• _PROBLEM DETAILS_: Using the entries below, quote exactly the span of lines that begins with the line containing "Target: blue bath rug" and ends with the final line.

Excerpts from a dataset:
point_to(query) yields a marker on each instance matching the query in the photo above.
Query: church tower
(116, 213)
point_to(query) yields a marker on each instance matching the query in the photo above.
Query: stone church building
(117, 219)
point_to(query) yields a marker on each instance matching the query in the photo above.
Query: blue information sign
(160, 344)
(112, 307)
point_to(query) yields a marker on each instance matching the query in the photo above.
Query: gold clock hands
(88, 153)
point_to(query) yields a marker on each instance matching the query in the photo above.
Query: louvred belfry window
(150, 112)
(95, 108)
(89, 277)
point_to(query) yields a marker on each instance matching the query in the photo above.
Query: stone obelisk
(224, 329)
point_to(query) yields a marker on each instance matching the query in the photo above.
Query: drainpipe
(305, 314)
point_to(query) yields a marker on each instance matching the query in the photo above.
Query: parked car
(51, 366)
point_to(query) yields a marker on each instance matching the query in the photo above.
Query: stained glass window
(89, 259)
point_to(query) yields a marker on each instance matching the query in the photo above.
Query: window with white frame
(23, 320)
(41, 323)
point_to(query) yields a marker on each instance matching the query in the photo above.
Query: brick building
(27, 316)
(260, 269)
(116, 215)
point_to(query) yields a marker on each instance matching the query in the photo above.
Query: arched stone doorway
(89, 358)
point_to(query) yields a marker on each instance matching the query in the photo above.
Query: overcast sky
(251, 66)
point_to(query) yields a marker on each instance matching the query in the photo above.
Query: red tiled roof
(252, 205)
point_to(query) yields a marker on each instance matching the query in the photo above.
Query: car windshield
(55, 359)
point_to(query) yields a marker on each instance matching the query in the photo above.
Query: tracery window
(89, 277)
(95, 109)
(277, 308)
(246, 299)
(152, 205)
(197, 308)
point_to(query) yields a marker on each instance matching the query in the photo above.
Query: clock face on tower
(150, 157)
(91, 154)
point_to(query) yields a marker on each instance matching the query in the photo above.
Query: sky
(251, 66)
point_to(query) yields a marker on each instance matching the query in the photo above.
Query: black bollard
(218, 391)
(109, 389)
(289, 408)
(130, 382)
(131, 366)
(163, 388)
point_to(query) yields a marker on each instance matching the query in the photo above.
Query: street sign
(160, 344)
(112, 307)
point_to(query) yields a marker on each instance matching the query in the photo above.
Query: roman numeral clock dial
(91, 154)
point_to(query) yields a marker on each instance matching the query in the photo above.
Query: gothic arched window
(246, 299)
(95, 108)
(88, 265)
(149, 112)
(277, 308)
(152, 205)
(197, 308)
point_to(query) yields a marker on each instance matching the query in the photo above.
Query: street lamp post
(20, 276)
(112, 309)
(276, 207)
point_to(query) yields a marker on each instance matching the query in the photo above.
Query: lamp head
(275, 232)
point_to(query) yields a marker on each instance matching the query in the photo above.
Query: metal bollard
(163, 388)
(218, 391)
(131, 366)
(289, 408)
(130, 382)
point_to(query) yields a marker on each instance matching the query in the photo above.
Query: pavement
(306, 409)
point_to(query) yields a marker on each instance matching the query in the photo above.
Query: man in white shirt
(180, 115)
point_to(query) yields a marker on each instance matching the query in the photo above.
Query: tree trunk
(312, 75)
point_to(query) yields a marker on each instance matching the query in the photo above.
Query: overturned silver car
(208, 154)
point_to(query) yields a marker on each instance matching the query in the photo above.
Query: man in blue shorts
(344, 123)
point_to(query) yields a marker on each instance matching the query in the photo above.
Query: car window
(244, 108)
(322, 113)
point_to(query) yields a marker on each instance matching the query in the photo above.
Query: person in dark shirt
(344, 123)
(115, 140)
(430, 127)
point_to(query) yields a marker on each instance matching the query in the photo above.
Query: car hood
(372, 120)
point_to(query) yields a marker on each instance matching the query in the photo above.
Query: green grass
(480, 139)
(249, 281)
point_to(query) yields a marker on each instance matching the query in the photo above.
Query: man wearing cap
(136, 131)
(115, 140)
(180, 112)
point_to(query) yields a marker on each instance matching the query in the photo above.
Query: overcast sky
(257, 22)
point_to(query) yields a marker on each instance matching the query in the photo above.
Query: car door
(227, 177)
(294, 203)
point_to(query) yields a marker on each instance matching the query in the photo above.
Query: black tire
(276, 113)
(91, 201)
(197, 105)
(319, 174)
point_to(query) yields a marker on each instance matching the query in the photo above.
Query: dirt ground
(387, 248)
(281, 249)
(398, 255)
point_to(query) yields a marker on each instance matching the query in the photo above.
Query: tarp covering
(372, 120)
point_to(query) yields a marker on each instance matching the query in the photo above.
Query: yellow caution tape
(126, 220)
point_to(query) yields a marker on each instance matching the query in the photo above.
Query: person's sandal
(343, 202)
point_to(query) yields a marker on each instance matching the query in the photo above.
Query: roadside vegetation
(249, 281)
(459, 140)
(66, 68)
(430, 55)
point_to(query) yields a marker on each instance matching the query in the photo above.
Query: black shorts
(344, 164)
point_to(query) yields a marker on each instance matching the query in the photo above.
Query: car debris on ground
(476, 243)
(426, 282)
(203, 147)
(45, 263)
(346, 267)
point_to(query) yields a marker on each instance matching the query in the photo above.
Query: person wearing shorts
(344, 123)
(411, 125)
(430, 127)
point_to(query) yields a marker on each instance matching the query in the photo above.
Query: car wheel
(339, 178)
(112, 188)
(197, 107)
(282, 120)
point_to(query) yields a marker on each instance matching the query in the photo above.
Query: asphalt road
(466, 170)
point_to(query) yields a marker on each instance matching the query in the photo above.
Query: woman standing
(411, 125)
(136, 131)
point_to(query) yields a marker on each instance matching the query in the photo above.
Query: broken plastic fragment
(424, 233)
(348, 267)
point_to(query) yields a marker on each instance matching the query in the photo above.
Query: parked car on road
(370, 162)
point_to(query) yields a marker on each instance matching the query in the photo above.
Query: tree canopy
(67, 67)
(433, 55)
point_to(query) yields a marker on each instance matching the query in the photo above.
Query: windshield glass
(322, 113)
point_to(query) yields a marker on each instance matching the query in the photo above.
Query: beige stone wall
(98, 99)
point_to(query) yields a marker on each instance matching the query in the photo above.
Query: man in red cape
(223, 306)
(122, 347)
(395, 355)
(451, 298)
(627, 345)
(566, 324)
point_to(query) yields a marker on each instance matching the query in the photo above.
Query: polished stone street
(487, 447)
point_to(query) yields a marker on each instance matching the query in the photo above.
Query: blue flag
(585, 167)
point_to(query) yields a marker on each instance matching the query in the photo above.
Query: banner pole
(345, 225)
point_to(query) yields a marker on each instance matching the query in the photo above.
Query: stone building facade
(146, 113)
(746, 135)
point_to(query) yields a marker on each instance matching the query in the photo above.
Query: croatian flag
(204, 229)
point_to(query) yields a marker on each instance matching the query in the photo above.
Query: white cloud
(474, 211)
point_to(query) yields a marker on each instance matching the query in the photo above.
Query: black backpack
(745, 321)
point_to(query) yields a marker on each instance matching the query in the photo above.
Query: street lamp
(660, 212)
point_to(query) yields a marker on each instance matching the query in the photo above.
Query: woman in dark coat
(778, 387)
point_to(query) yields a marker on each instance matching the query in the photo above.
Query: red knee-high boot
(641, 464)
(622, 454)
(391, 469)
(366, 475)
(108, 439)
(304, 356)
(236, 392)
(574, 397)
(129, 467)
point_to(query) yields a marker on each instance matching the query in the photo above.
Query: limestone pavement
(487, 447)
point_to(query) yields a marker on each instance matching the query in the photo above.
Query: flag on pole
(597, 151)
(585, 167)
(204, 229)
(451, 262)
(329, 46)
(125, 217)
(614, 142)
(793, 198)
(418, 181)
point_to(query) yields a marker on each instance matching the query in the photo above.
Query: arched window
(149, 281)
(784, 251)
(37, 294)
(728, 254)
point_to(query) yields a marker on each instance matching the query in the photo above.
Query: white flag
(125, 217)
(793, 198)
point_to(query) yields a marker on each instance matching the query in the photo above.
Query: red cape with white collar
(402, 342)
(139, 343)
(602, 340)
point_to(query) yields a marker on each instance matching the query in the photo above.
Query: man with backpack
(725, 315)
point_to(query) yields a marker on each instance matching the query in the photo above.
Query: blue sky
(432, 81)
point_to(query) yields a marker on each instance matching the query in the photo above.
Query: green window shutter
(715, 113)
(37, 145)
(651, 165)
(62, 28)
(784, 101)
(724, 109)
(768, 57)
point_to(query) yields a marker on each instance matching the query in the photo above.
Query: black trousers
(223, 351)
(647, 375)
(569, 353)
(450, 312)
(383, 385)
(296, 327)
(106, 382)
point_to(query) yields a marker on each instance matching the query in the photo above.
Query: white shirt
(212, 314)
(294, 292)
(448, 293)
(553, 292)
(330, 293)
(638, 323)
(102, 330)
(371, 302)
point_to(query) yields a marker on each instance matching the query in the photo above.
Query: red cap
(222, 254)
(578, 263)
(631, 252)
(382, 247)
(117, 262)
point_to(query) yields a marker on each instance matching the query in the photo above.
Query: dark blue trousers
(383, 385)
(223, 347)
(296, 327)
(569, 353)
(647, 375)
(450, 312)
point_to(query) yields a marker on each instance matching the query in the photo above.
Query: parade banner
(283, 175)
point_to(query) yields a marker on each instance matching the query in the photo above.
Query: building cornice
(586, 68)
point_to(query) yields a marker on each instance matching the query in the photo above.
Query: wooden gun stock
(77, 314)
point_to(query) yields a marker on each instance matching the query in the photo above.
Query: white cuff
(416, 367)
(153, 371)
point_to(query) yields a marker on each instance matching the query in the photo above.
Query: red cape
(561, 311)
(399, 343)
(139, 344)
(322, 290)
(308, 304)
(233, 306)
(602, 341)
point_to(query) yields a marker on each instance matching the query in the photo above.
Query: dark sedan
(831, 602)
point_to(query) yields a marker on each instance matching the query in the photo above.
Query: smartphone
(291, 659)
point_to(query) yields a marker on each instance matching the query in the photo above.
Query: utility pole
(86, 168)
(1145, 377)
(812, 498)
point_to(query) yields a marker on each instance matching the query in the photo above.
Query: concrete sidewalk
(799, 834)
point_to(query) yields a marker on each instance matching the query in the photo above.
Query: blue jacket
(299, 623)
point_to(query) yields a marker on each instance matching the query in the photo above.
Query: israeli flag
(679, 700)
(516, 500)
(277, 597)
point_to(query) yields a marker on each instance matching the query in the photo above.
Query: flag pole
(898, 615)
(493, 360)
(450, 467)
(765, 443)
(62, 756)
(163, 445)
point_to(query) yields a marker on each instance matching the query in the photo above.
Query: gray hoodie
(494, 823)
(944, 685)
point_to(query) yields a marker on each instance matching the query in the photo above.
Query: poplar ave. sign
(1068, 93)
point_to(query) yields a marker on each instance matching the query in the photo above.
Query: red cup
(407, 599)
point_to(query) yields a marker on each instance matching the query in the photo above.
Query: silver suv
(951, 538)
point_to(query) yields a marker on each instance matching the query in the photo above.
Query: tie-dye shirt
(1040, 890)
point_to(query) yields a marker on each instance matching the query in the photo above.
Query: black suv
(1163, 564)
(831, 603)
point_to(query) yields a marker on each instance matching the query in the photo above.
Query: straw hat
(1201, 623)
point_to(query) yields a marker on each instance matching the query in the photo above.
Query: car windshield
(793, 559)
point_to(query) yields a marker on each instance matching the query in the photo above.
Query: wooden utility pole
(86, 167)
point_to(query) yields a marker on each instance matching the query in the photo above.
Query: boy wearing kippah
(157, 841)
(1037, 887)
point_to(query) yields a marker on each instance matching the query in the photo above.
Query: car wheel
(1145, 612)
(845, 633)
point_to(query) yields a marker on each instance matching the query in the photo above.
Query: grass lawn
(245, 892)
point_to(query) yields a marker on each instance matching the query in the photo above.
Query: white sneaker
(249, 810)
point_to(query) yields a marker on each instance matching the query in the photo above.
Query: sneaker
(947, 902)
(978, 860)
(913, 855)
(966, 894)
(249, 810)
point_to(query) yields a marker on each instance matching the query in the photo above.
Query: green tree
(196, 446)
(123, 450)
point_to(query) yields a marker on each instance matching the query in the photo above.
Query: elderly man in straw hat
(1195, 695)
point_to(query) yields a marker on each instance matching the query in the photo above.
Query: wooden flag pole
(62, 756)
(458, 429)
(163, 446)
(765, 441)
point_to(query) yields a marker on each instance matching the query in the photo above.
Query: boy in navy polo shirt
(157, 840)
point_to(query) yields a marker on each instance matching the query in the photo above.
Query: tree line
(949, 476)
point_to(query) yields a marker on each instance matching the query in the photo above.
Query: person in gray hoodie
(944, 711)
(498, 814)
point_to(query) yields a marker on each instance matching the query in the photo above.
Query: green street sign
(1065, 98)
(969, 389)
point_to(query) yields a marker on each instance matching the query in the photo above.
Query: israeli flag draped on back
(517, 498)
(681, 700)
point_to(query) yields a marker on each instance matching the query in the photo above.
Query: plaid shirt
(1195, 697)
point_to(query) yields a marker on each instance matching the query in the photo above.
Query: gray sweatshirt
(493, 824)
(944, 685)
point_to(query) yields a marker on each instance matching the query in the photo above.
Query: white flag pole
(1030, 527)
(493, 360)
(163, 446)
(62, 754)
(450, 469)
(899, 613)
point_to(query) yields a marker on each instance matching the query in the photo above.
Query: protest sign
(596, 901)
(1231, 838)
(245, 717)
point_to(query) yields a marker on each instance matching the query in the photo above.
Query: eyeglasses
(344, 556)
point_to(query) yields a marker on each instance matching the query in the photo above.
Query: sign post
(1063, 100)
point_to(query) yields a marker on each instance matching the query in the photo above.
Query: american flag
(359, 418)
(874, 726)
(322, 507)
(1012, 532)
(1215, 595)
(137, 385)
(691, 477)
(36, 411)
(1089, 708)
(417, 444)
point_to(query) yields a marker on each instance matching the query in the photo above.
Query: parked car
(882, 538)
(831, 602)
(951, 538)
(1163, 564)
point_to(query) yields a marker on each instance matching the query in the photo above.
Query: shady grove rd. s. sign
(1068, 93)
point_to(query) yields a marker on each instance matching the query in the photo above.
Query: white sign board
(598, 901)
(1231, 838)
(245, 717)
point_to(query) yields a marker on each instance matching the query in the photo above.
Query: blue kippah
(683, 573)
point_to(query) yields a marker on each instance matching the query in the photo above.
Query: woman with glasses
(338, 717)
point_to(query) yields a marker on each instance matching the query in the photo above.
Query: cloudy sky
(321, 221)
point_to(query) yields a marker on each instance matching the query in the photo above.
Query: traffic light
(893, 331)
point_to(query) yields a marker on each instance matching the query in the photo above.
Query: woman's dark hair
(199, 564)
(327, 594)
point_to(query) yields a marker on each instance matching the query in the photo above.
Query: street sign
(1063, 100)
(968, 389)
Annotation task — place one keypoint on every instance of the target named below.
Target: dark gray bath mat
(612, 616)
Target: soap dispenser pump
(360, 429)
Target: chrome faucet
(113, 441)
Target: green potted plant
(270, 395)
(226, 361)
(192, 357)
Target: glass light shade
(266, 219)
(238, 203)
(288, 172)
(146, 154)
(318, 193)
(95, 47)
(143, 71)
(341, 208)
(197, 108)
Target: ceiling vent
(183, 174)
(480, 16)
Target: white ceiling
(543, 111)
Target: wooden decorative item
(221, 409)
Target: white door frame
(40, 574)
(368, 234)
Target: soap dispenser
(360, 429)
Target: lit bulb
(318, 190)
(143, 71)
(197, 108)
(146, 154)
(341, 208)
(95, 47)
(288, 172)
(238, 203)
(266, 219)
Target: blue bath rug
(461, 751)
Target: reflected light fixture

• _SOLUTION TO THE EXERCISE_:
Target: blue bath rug
(461, 751)
Target: reflected light fixture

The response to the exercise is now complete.